### Stated goal
Please format the material as a Markdown table with the columns Row and Line, beginning at its first line and stopping after the line that contains "[(785, 133), (686, 170)]". Number each row, skip blank lines, and leave the pictures out.

■ ■ ■

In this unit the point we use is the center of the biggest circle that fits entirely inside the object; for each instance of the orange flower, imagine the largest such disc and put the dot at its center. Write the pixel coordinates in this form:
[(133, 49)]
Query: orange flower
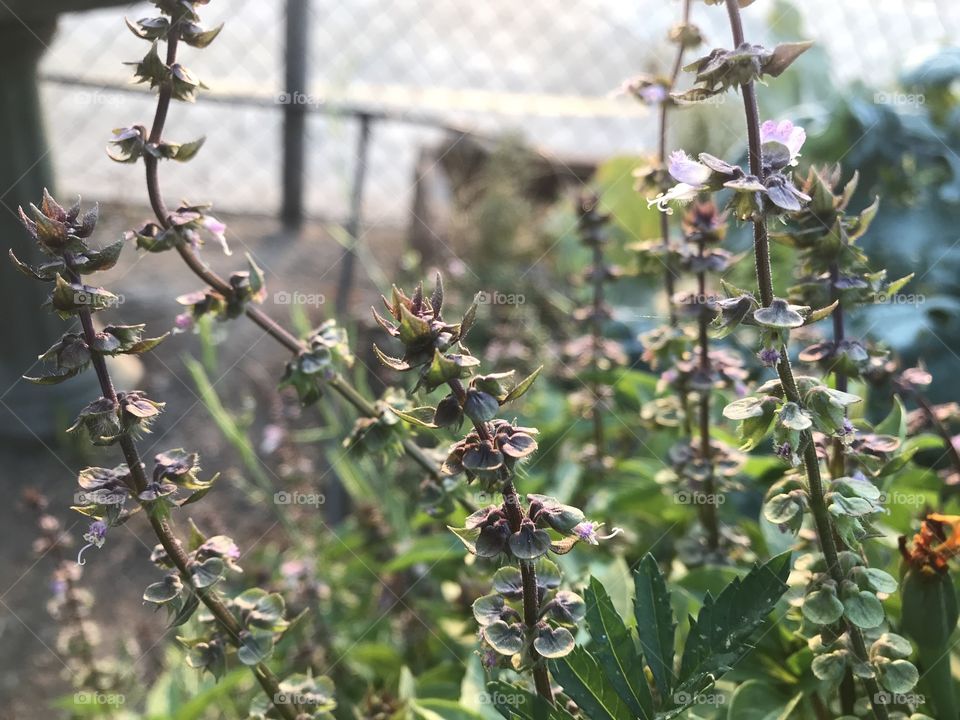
[(932, 546)]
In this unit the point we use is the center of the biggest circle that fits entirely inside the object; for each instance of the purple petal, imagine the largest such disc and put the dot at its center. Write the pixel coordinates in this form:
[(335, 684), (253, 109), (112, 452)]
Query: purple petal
[(785, 133), (686, 170)]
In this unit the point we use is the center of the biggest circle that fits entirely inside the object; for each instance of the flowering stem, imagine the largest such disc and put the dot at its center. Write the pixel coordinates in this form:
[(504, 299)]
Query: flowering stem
[(668, 277), (161, 527), (260, 318), (531, 594), (708, 509), (837, 461), (596, 331), (811, 462)]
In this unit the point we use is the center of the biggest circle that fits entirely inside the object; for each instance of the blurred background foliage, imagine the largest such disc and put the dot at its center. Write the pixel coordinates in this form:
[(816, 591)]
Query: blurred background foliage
[(387, 589)]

■ ■ ■

### Completed task
| Row | Line |
|---|---|
| 1 | In this unit the point we use is the center of the biggest circle that fits entirely inside the object; for each instance of the orange flower, imagine the largest such disc and put the dot at its center. Write the pixel coordinates in this form: |
| 2 | [(133, 49)] |
| 3 | Query: orange flower |
| 4 | [(932, 546)] |
| 5 | In this unit the point we use is the center of the biggest circle that fits entirely inside the object; for each instance of the purple petal, imagine the largest such disc and put the dot at its center. Write the pixel coordinates in this form: |
| 6 | [(335, 684), (253, 109), (112, 452)] |
| 7 | Query: purple petal |
| 8 | [(785, 133), (686, 170)] |